HOW TO COMPLETE THIS TASK:
Every record must be repeated exactly, with no omission.

Entries taken from a collection
▶

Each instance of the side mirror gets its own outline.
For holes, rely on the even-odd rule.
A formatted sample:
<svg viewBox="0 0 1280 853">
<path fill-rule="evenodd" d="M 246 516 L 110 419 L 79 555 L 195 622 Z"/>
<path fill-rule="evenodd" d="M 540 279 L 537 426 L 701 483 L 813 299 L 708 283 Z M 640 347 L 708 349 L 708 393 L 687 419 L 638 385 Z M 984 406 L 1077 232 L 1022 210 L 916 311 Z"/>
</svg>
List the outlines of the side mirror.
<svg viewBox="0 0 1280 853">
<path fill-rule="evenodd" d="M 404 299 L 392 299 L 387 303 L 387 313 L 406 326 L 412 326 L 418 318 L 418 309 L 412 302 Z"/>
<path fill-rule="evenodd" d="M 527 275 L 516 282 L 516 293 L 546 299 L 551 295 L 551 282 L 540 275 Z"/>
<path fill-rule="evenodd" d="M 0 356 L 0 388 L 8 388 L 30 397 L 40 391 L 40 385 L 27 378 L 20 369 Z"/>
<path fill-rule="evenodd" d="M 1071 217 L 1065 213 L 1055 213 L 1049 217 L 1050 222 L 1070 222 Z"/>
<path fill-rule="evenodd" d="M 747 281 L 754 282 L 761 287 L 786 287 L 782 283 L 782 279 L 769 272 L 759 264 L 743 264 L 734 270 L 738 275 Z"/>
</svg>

◀

EXERCISE RESULT:
Each instance of the side mirror gets its own outline.
For holes, rely on the even-odd rule.
A formatted sample:
<svg viewBox="0 0 1280 853">
<path fill-rule="evenodd" d="M 246 516 L 110 419 L 79 555 L 195 622 Z"/>
<path fill-rule="evenodd" d="M 540 279 L 537 426 L 701 483 L 813 299 L 708 283 Z M 640 347 L 708 349 L 708 393 L 687 419 L 638 385 Z M 984 406 L 1077 232 L 1022 210 L 916 311 Z"/>
</svg>
List the outlines of the side mirror.
<svg viewBox="0 0 1280 853">
<path fill-rule="evenodd" d="M 404 299 L 392 299 L 387 303 L 387 313 L 406 326 L 412 326 L 418 318 L 418 309 L 412 302 Z"/>
<path fill-rule="evenodd" d="M 527 275 L 516 282 L 516 293 L 546 299 L 551 295 L 551 282 L 540 275 Z"/>
<path fill-rule="evenodd" d="M 0 356 L 0 388 L 8 388 L 30 397 L 40 391 L 40 385 L 27 378 L 20 369 Z"/>
<path fill-rule="evenodd" d="M 1071 217 L 1065 213 L 1055 213 L 1049 217 L 1050 222 L 1070 222 Z"/>
<path fill-rule="evenodd" d="M 747 281 L 754 282 L 761 287 L 786 287 L 782 283 L 782 279 L 769 272 L 759 264 L 743 264 L 734 270 L 738 275 Z"/>
</svg>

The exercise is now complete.